Text shown ::
+===+
Comparison of enrichment signal to a null distribution produced by probe resampling
We created an additional empirical null distribution to evaluate enrichment of GWAS associations in trans-probe regions by performing 1000 × n probe re-samplings from the BSGS database, where n was the number of trans-probes found in the initial analysis. For some GWAS summary statistics, the genetic markers provided were quite sparse, and there were instances where there were no statistics available for SNPs within a randomly sampled trans-probe region. Hence, we ensured that the aggregated trans-probe region always contained one or more GWS SNPs, and if it did not, we generated another sample of aggregated trans-probe regions that did. We considered results to be statistically significant if ≤ 4/1000 re-samplings exceeded the observed result (i.e., a rank of ≥ 996/1000 corresponding to significance level < 0.05 after Bonferroni correction for 11 phenotypes; Table 2, Supplementary Figures 5-6).
Results
For nine of the 11 phenotypes, a proportion of GWS SNPs were also trans-eQTL identified from whole blood gene expression in BSGS samples (Table 2). Across all phenotypes, we identified a total of 50 trans-eQTL SNP-probe associations involving 37 unique SNPs. A trans-eQTL can act as a master regulator by controlling multiple transcripts, and this was true for eight of the 37 trans-eQTL (22%). However, when compared to the results from 1000 re-samplings of SNPs matched by MAF, none of the phenotypes had more trans-eQTL associations or trans-eQTL than expected by chance (rank threshold of ≥ 996/1000) in the BSGS data set (Table 2). Thus, although we observe some overlap between GWS SNPs and trans-eQTL, the overlap for these 11 phenotypes is consistent with that expected by randomly resampling SNPs. The phenotype that most closely approached significance was CAD (trans-eQTL associations rank 908/1000; trans-eQTL rank 977/1000) (Table 2).
Overall, ranks for the number of sentinel trans-eQTL tended to be higher than ranks for the number of trans-eQTL SNP-probe associations for all of the phenotypes except SCZ (Supplementary Figure 1). A two-sided Pearson’s Χ2-test comparing the trans-eQTL ranks to the trans-eQTL association ranks yielded p = 2.3 × 10−7, suggesting that this is not due to chance. This implied that trait-associated trans-eQTL accounted for fewer trans-eQTL associations than random trans-eQTL SNPs. The percentage of European GWAS SNPs with trans effects correlated with the rank of the number of trans-eQTL (Pearson’s correlation coefficient p = 0.032). That is, phenotypes with a greater percentage of trans-eQTL had higher trans-eQTL ranks. This is reassuring as it suggests that the null distributions scaled well between phenotypes with regard to trans-eQTL SNP percentage.
+===+
Records supplied ::
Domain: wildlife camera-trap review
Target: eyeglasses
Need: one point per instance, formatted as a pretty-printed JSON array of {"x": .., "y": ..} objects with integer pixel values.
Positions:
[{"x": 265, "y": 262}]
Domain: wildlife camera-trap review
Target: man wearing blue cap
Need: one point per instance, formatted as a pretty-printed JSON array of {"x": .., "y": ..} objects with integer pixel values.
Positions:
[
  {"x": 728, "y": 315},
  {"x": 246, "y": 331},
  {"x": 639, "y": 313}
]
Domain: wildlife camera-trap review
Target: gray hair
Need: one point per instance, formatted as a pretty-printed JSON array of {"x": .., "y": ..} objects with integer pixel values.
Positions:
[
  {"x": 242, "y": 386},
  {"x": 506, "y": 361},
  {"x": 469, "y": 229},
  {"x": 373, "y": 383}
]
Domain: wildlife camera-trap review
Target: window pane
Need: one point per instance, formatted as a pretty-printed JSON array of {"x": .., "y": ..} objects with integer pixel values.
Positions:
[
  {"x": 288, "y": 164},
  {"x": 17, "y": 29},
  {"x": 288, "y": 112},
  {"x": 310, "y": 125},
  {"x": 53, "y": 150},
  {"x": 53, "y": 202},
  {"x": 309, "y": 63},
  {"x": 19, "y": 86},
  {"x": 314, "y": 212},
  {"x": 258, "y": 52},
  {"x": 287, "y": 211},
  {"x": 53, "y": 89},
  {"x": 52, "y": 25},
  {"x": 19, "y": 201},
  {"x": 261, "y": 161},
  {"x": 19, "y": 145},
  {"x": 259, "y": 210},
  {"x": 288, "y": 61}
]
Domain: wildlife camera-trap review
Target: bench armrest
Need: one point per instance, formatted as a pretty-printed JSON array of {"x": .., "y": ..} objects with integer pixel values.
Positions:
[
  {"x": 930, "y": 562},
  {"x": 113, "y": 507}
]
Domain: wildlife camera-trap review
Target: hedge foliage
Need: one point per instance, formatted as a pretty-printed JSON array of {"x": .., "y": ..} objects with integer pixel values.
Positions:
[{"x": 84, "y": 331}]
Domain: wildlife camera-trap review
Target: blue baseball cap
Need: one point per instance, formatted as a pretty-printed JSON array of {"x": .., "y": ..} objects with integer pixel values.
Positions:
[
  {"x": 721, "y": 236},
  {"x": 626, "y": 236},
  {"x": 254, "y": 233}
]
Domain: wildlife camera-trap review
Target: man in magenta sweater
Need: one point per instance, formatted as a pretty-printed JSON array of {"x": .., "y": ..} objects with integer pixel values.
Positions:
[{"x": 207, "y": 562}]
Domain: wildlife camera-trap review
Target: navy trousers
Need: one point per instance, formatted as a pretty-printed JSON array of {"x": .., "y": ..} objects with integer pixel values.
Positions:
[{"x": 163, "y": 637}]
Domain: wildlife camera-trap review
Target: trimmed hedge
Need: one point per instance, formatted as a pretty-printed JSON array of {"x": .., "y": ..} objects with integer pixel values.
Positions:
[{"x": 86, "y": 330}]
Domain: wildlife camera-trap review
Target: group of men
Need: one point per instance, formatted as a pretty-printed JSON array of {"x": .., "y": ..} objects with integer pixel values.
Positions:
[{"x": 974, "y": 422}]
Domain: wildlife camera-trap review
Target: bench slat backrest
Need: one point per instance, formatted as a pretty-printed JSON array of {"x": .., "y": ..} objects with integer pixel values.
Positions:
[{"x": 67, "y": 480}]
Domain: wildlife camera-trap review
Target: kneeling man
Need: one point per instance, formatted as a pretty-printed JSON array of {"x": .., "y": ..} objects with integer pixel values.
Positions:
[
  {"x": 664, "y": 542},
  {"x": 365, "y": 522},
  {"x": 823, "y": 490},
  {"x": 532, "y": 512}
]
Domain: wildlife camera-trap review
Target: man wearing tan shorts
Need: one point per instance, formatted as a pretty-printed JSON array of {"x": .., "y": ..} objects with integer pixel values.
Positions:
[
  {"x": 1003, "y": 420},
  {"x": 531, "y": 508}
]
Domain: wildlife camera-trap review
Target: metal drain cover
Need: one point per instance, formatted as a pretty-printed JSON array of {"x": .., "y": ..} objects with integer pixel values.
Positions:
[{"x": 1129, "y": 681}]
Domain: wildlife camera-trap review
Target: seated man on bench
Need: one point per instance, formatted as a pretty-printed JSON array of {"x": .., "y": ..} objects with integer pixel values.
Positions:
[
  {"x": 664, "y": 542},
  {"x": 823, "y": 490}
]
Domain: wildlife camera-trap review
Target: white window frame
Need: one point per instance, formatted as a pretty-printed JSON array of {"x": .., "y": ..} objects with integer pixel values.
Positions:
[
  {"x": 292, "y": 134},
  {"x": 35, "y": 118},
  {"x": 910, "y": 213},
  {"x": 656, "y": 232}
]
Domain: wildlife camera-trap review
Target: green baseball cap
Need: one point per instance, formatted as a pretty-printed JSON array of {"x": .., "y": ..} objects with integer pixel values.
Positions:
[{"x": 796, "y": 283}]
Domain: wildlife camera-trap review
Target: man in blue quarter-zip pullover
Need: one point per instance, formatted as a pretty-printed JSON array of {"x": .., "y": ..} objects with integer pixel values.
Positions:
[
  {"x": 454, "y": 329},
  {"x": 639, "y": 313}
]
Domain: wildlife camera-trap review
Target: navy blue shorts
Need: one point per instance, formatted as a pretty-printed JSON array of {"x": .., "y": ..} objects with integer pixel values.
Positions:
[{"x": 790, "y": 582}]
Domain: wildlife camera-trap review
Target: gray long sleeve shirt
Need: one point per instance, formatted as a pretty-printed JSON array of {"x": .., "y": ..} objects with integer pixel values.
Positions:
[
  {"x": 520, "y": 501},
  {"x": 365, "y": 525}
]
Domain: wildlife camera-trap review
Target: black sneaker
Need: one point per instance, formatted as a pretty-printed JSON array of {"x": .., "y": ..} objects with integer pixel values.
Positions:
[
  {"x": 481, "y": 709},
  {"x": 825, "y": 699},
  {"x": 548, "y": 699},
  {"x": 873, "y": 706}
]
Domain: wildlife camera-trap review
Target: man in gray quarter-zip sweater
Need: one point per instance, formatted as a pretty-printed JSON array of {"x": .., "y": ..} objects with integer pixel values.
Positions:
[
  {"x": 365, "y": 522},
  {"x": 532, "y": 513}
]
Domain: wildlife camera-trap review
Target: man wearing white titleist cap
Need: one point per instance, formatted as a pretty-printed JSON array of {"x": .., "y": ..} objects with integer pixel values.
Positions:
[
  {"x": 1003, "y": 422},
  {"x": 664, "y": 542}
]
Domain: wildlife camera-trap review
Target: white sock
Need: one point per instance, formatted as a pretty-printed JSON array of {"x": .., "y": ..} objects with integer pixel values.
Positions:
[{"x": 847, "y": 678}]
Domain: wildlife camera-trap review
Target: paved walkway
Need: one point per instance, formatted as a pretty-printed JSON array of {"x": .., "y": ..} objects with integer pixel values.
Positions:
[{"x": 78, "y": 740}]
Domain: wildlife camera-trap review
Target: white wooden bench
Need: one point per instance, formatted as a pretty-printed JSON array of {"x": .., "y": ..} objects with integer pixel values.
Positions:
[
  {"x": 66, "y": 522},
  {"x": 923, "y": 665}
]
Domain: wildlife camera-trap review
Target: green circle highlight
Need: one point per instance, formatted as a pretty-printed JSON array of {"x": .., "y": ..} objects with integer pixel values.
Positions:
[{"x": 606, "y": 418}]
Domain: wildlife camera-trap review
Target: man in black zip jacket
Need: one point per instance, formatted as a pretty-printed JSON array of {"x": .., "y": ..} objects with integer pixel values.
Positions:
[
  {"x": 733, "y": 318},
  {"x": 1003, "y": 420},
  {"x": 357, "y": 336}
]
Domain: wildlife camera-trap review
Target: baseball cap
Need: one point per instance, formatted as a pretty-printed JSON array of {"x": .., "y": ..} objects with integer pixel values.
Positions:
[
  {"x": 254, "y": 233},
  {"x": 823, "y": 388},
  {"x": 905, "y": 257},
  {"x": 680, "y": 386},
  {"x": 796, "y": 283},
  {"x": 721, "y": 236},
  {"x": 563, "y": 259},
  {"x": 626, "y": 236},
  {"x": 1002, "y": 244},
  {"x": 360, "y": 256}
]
+===+
Assigned task A :: Retype the trans-eQTL passage from "Overall, ranks for" up to and including "trans-eQTL SNP percentage.".
Assigned task B :: Extend the trans-eQTL passage past its last sentence.
The lines are separate from the trans-eQTL passage.

Final answer A ::
Overall, ranks for the number of sentinel trans-eQTL tended to be higher than ranks for the number of trans-eQTL SNP-probe associations for all of the phenotypes except SCZ (Supplementary Figure 1). A two-sided Pearson’s Χ2-test comparing the trans-eQTL ranks to the trans-eQTL association ranks yielded p = 2.3 × 10−7, suggesting that this is not due to chance. This implied that trait-associated trans-eQTL accounted for fewer trans-eQTL associations than random trans-eQTL SNPs. The percentage of European GWAS SNPs with trans effects correlated with the rank of the number of trans-eQTL (Pearson’s correlation coefficient p = 0.032). That is, phenotypes with a greater percentage of trans-eQTL had higher trans-eQTL ranks. This is reassuring as it suggests that the null distributions scaled well between phenotypes with regard to trans-eQTL SNP percentage.

Final answer B ::
A proportion of trans-eQTL were also found to be cis-eQTL [34] (Table 2), as has been reported in previous studies. However, we did not observe evidence for enrichment in comparison with the null distribution based on SNP resampling. The observed numbers of trans-eQTL with cis effects was nominally significant for BMI (rank of 976/1000) and IBD (955/1000) (Table 2).
We investigated whether the trans-eQTL identified in BSGS replicated in the CAGE (minus BSGS) data set. In BSGS, a total of 602 trans-eQTL were identified at a significance threshold of 1 × 10−10. Of these, 526 (87%) replicated in CAGE at a significance level p < 0.05/602, with a matched allelic direction for 94% of the 526 (p = 5.5 × 10−16). These results support the reliability of trans-eQTL identification in the BSGS cohort. The summary statistics from the CAGE cohort for 50 overlapping GWAS/trans-eQTL are provided in Supplementary Table 1. The full summary statistics for the CAGE and BSGS cohorts are available at: http://cnsgenomics.com/shiny/CAGE.
We next investigated if there was an enrichment of GWAS associations in trans-regions of the 48 trans-eQTL associations (representing 36 trans-eQTL SNPs) involving autosomal genes. RA was the only phenotype that showed enrichment in the probe resampling analysis at either the nominal and Bonferroni-corrected rank significance thresholds (median lambda rank 999/1000) (Table 2, Fig. 2). Only one trans-eQTL was found for RA, between rs13330176 and ILMN_1772218 (Table 2, Supplementary Figure 1). There was no trans-probe enrichment of GWAS p values for BMI, BPD, BPS, CAD, DB, IBD or SCZ when compared with the null distribution generated by probe resampling (Table 2, Supplementary Figures 5–6). However, it is important to note that the trans-probe enrichment results for CAD were difficult to interpret, as the SNPs within the GWAS summary statistics were sparse.
In the BSGS enrichment analysis, height qualitatively showed a prominent enrichment signal (Supplementary Figure 3). However, the lambda rank compared with the null distribution based on probe resampling yielded a median lambda rank of 236/1000 (Supplementary Figure 3), suggesting that a few, strongly enriched trans-probe regions drove the enrichment signal. Interestingly, one of the trans-eQTL associations that replicated in both BSGS and CAGE at a p < 1 × 10−10 threshold contributed to one of these highly-enriched trans-probe regions. This was the height trans-eQTL association between rs926438 and the probe ILMN_1752758 (tagging the BTN2A2 gene) (Supplementary Figure 3–4).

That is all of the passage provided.